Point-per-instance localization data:
################
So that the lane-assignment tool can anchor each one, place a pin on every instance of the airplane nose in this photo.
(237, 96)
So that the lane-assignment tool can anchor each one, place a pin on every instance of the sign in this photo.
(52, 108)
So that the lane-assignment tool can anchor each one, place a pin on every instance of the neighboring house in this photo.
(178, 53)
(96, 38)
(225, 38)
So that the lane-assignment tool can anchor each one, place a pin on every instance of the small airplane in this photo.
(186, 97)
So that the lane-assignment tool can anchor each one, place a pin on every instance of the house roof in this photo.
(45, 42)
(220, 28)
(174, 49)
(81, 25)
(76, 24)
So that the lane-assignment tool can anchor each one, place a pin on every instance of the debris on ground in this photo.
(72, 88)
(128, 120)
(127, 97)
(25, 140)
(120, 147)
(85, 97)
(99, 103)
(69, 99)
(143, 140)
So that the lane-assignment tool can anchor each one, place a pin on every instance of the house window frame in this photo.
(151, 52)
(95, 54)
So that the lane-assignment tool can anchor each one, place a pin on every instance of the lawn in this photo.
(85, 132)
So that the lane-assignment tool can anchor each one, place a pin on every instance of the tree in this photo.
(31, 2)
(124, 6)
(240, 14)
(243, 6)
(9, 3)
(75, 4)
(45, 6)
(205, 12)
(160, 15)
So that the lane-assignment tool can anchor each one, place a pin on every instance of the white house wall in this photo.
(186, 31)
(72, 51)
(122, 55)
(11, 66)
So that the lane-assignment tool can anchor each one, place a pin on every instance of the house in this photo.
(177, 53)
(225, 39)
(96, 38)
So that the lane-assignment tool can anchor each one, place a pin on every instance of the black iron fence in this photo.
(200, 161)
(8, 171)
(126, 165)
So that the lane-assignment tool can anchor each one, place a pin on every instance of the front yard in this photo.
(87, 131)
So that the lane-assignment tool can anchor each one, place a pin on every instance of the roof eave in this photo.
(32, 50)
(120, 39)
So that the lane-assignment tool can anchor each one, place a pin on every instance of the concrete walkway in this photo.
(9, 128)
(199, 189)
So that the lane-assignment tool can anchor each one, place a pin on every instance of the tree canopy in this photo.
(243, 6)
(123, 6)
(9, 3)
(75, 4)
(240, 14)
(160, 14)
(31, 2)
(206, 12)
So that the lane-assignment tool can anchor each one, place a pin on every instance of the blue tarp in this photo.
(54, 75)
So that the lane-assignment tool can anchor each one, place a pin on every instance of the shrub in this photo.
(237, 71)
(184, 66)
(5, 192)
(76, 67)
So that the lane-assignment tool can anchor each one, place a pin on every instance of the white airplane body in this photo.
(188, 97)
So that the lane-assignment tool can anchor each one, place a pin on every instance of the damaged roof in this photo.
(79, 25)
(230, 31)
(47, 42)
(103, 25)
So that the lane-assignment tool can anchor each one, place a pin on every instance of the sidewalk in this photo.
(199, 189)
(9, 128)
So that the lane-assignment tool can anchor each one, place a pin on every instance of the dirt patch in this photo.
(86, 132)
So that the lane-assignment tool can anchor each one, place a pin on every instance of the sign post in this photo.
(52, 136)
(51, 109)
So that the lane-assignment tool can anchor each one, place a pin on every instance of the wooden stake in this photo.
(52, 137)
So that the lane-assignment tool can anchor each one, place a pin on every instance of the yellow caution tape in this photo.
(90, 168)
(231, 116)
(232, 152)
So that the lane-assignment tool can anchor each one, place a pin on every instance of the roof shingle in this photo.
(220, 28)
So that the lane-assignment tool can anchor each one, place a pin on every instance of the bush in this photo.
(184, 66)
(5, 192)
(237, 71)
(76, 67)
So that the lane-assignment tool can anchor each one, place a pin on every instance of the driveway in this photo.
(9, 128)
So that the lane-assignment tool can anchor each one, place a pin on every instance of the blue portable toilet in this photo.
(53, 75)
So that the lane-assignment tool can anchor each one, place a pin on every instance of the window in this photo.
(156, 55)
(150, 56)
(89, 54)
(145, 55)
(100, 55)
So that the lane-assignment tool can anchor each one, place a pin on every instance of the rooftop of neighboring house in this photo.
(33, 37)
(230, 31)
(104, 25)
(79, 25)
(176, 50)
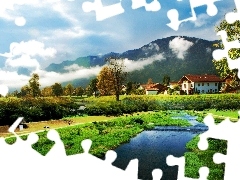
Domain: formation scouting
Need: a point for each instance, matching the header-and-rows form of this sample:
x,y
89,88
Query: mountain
x,y
174,56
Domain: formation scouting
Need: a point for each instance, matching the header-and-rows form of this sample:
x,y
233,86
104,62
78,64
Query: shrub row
x,y
35,109
138,104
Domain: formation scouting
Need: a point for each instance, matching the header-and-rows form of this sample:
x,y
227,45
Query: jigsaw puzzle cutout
x,y
180,162
173,14
153,6
21,154
229,131
3,90
231,17
103,12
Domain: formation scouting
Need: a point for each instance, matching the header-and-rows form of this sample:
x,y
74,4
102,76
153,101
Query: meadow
x,y
120,121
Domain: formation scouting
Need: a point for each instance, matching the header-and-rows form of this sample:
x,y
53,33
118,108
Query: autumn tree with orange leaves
x,y
112,77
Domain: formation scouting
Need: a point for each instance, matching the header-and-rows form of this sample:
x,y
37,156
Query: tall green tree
x,y
69,89
166,80
233,33
117,68
35,85
47,91
25,91
93,86
57,89
105,82
79,91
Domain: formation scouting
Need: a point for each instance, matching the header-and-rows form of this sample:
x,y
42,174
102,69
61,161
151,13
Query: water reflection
x,y
152,147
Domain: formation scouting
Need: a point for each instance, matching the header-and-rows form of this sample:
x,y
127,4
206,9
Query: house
x,y
153,89
230,84
200,83
173,84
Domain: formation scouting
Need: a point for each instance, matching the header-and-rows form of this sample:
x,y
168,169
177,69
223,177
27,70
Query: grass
x,y
105,135
55,124
232,114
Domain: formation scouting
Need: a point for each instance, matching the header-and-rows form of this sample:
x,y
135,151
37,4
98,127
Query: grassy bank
x,y
196,158
106,134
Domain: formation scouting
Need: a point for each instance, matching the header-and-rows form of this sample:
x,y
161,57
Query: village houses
x,y
201,84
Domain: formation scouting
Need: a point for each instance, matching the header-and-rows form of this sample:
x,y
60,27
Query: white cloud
x,y
31,48
73,67
49,78
151,46
27,54
8,6
20,21
141,63
13,79
180,46
201,20
23,61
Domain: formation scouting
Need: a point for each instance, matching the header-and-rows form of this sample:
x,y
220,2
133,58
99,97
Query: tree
x,y
25,91
150,81
117,69
35,85
129,88
69,89
233,33
166,80
93,86
57,89
79,91
105,81
46,92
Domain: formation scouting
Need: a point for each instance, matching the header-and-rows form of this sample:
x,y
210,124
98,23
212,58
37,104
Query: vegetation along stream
x,y
151,147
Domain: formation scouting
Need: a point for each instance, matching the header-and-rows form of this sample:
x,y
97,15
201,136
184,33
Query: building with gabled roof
x,y
201,84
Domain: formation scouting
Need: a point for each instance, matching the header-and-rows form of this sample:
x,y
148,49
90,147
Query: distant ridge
x,y
197,60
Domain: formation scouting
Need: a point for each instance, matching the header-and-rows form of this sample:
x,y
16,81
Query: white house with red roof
x,y
201,84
################
TASK DESCRIPTION: Your copy should hold every entry exactly as written, but none of the pictures.

EXERCISE ANSWER:
So that the lane-assignment tool can anchor each one, place a pin on every instance of the airplane nose in this photo.
(237, 96)
So that the lane-assignment tool can anchor each one, place a pin on every instance of the sign in this photo.
(52, 108)
So that the lane-assignment tool can anchor each one, place a pin on every instance of the neighboring house in this photo.
(178, 53)
(96, 38)
(225, 38)
So that the lane-assignment tool can anchor each one, place a pin on every instance of the small airplane in this photo.
(186, 97)
So that the lane-assignment tool can anchor each one, place a pin on every instance of the house roof in this photo.
(45, 42)
(220, 28)
(174, 49)
(81, 25)
(76, 24)
So that the lane-assignment tool can anchor each one, place a pin on every instance of the debris on ground in this photo.
(72, 88)
(128, 120)
(127, 97)
(25, 140)
(120, 147)
(85, 97)
(99, 103)
(69, 99)
(143, 140)
So that the lane-assignment tool can anchor each one, place a pin on every instance of the house window frame in this photo.
(151, 52)
(95, 54)
So that the lane-assignment tool can anchor each one, place a pin on every instance of the lawn in this photo.
(85, 132)
So that the lane-assignment tool can anchor each one, place a pin on every instance of the tree in this photo.
(31, 2)
(124, 6)
(240, 14)
(243, 6)
(9, 3)
(75, 4)
(45, 6)
(205, 12)
(160, 15)
So that the lane-assignment tool can anchor each one, place a pin on every instance of the white house wall in this photo.
(186, 31)
(72, 51)
(122, 55)
(11, 66)
So that the lane-assignment tool can anchor each one, place a pin on every instance of the house in this photo.
(177, 53)
(225, 39)
(96, 38)
So that the lane-assignment tool can anchor each one, place a pin on every instance of the black iron fence in this photo.
(200, 161)
(8, 171)
(126, 165)
So that the lane-assignment tool can anchor each one, place a pin on every instance of the front yard in this photo.
(87, 131)
So that the lane-assignment tool can anchor each one, place a pin on every instance of the roof eave in this photo.
(32, 50)
(120, 39)
So that the lane-assignment tool can anchor each one, place a pin on every instance of the concrete walkway in this photo.
(9, 128)
(199, 189)
So that the lane-assignment tool can anchor each one, place a pin on every instance of the tree canopy in this photo.
(243, 6)
(123, 6)
(9, 3)
(75, 4)
(240, 14)
(160, 14)
(31, 2)
(206, 12)
So that the lane-assignment tool can anchor each one, place a pin on every instance of the blue tarp in this photo.
(54, 75)
So that the lane-assignment tool can anchor each one, place a pin on every instance of the shrub in this photo.
(237, 71)
(184, 66)
(5, 192)
(76, 67)
So that the lane-assignment tool can anchor each one, place a pin on every instance of the white airplane body in this photo.
(188, 97)
So that the lane-assignment tool can anchor each one, place a pin on every instance of the damaged roof in this photo.
(79, 25)
(230, 31)
(47, 42)
(103, 25)
So that the lane-assignment tool can anchor each one, place a pin on every instance of the sidewalk in this photo.
(199, 189)
(9, 128)
So that the lane-assignment tool can anchor each one, place a pin on every instance of the dirt patch in this photo.
(86, 132)
So that the lane-assignment tool can anchor each one, place a pin on every instance of the sign post in this photo.
(52, 136)
(51, 109)
So that the lane-assignment tool can anchor each one, place a pin on every instance of the wooden stake in this photo.
(52, 137)
So that the lane-assignment tool can anchor each one, place a pin on every instance of the yellow caution tape in this photo.
(90, 168)
(231, 116)
(232, 152)
So that the lane-assignment tool can anchor each one, place a pin on every instance of the roof shingle in this photo.
(220, 28)
So that the lane-assignment tool can anchor each one, place a pin on every instance of the bush in this photo.
(184, 66)
(5, 192)
(237, 71)
(76, 67)
So that the lane-assignment tool can anchor each one, place a pin on every instance of the driveway in this photo.
(9, 128)
So that the lane-assignment tool can anchor each one, place a pin on every instance of the blue portable toilet in this photo.
(53, 75)
So that the lane-assignment tool can anchor each one, place a pin on every instance of the window in this photo.
(156, 55)
(150, 56)
(89, 54)
(145, 55)
(100, 55)
So that the lane-assignment tool can anchor each one, place a pin on every instance of the rooftop of neighboring house in this photo.
(33, 37)
(230, 31)
(104, 25)
(79, 25)
(176, 50)
Domain: formation scouting
Need: a point for each instance, matching the header-and-rows form of this sample:
x,y
89,88
Query: mountain
x,y
174,56
Domain: formation scouting
Need: a point for each instance, matching the header-and-rows form of this sample:
x,y
233,86
104,62
78,64
Query: shrub row
x,y
35,109
138,104
Domain: formation scouting
Need: a point for each instance, matching the header-and-rows form of this sample:
x,y
227,45
Query: jigsaw puzzle cutout
x,y
180,162
173,14
153,6
21,154
229,131
3,90
231,17
103,12
Domain: formation scouting
Need: a point for each instance, matching the header-and-rows form of this sample:
x,y
74,4
102,76
153,101
Query: meadow
x,y
120,121
Domain: formation scouting
Need: a point for each instance, matching the header-and-rows form of this sample:
x,y
53,33
118,108
Query: autumn tree with orange leaves
x,y
112,77
Domain: formation scouting
Need: a point for each instance, matching the header-and-rows form of this sample:
x,y
37,156
Query: tall green tree
x,y
69,89
166,80
233,33
117,68
35,85
47,91
25,91
93,86
57,89
105,82
79,91
Domain: formation scouting
Need: a point for each instance, matching the header-and-rows form of this sample:
x,y
42,174
102,69
61,161
151,13
Query: water reflection
x,y
152,147
Domain: formation scouting
Need: a point for each instance, matching the header-and-rows form of this sample:
x,y
127,4
206,9
Query: house
x,y
153,89
230,84
200,83
173,84
Domain: formation scouting
Need: a point for each instance, matching the header-and-rows form of this sample:
x,y
168,169
177,69
223,177
27,70
Query: grass
x,y
105,135
55,124
232,114
Domain: formation scouting
Need: a point for each instance, matching the header-and-rows form of this sample:
x,y
135,151
37,4
98,127
Query: grassy bank
x,y
196,158
106,134
Domain: formation scouting
Need: a point for each instance, matching the header-and-rows form of this sample:
x,y
161,57
Query: village houses
x,y
201,84
Domain: formation scouting
Need: a point for each instance, matching the header-and-rows form of this sample:
x,y
60,27
Query: white cloud
x,y
31,48
73,67
49,78
151,46
27,54
8,6
20,21
141,63
13,79
180,46
201,20
23,61
Domain: formation scouting
Need: a point for each instance, matching the header-and-rows form of this sample:
x,y
220,2
133,58
99,97
Query: tree
x,y
25,91
150,81
117,69
35,85
129,88
69,89
233,33
166,80
93,86
57,89
79,91
105,81
46,92
Domain: formation scouting
Need: a point for each instance, matching the header-and-rows form of this sample:
x,y
210,124
98,23
212,58
37,104
Query: vegetation along stream
x,y
151,147
Domain: formation scouting
Need: a point for each instance, matching the header-and-rows form of this sample:
x,y
97,15
201,136
184,33
Query: building with gabled roof
x,y
201,84
Domain: formation scouting
Need: a point for each instance, matching the header-and-rows form of this sample:
x,y
148,49
90,147
Query: distant ridge
x,y
197,60
Domain: formation scouting
Need: a point for each instance, matching the header-and-rows form of this sample:
x,y
16,81
Query: white house with red roof
x,y
201,84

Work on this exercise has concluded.